▶ **Seçilen metin**:
Başarılarımız seçimlerimiz, başarısızlıklarımız kaderimiz midir?
Hayatımızda güzel olan her şeyi biz yapmışızdır da, yapamadıklarımızdan hep başkaları mı sorumludur?
****
Genelde iyi yapamadığımız şeyleri çok sevmeyiz biz.
Ya da;
Çok sevmediğimiz şeyleri iyi yapamayız.
İnsan sevdiği işi yapıyorsa hayatında bir gün bile çalışmamış sayılır derler.
Severek ve can-ı gönülden yapılan her ne varsa bir yandan kişiye haz verirken, bir yandan da başarıyı getirir. Üstüne üstlük başarı da ekonomik bir rahatlığı da yanında getiriyorsa keyfin üzerine keyif katar ki, kaymaklı ekmek kadayıfı misali tadından yenmez...
Herkesin içinde taşıdığı ve doğuştan gelen bazı yatkınlıkları var. Bu yatkınlıklarını fark eden insanlar eğitimlerini ve mesailerini o konu üzerine harcarlarsa son derece başarılı oluyorlar.
Yanlış yerlerde harcanan mesailer ise insanın kendisine olan güvencini ve inancını zedelemekten öteye gitmiyor. Yaşadığı her başarısızlık duygusu ile de kişi ne yazık ki kendi içinde daha da aşağılara çekiliyor.
Tabii içinde taşıdığı cevheri keşfedebilmek ve o cevheri parlatabilmek her kula nasip olmuyor.
Mesela biz bu eğitim sistemi içerisinde çocuklarımızın hangi branşa, hangi mesleğe, hangi sanat dalına ya da hangi spora yatkın olduklarını fark edebiliyor muyuz? Bunu fark edebilmek için hangi yollardan geçilmesi gerekiyor, nelere dikkat edilmesi gerekiyor biliyor muyuz?

▶ **Verilen öğeler**:
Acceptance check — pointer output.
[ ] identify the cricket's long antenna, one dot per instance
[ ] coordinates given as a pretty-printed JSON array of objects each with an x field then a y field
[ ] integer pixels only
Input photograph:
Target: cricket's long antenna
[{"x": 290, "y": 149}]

▶ **İstenenler**:
1. Seçilen metne göre, doğuştan gelen yatkınlıklarını fark edip eğitimlerini ve mesailerini o konuya harcayan insanlar nasıl sonuç alıyor?
2. Seçilen metni kaldığı yerden devam ettirerek yazın.

▶ **Yanıt listesi**:
1. Son derece başarılı oluyorlar.

2.
İlk eğitimden itibaren çocuklar geleceğe hazırlanırken sahip oldukları yetenekler göz önüne alınıyor mu? Bırakın göz önüne alınmayı, farkına varılabiliyor mu?
Hem aileler hem de eğitim kurumları bu gözlemi ne kadar doğru yapıp, insanları ne kadar doğru yönlendiriyor?
Yoksa hepsi sadece sınav sonucuna mı odaklanmış durumda....
Girilen üniversite sınavlarının sonucunda -sadece alınan puana göre, sadece açıkta kalmamak ve dershane ücretlerinin boşa gitmemesi için, sadece aileler öyle istiyor diye- yapılan seçimlerle girilen bölümlerden ite-kaka mezun olmuş kişilerden nasıl bir hayat başarısı beklenebilir...
****
Daha önceki yıllarda okullarda verilen eğitimin de, o dönemlerdeki öğretmenlerin de, dolayısıyla öğrencilerin de şimdiki nesillerden çok daha iyi niteliklerde olduğu söylenir her zaman.
Doğrudur...
O dönemlerde okula giden öğrenciler; okumalarını aileleri istediği için değil, sadece kendileri istedikleri için bin bir zorluğa rağmen okullarına gitmiş, o dönemlerde okullarda bu kadar yığılma olmadığı için de hepsi son derece kaliteli eğitimler almış ve çıktıkları yollarda hakikaten de çok başarılı olmuş insanlardır.
Şimdilerdeyse bizler çocuklarımızın bir şey hedeflemesine fırsat tanımıyoruz. Ebeveynler çocukları için okul beğeniyorlar, dershane beğeniyorlar, eve özel öğretmenler davet edip çocuklarını özel derslerle besliyorlar.
İlkokula başladıklarından beri sınavdan sınava koşan bu çocuklar kendilerini ve hayatı tanımak yerine, hiçbir zaman kendi arzularıyla gitmedikleri bir ders-kurs temposunda, "a-) mı b-) mi c-) mi" seçenekleriyle büyüyorlar.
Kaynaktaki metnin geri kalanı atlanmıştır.